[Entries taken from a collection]
§ §

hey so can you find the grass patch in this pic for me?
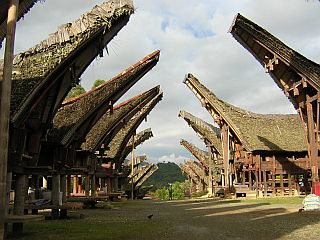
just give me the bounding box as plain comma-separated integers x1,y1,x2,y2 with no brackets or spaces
238,196,304,205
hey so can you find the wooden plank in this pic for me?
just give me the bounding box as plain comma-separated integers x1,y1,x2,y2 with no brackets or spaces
248,170,252,190
288,173,292,196
263,171,267,197
280,174,284,197
272,174,276,197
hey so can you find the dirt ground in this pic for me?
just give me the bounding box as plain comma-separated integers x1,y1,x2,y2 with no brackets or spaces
8,198,320,240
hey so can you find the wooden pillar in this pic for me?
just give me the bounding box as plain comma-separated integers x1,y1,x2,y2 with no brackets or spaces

§ §

Exercise objective
For the word "this", find all matching lines in the entries above and copy them out.

Response
hey so can you find the grass patch in this pic for me?
hey so can you find the wooden plank in this pic for me?
hey so can you find the dirt ground in this pic for me?
hey so can you find the wooden pillar in this pic for me?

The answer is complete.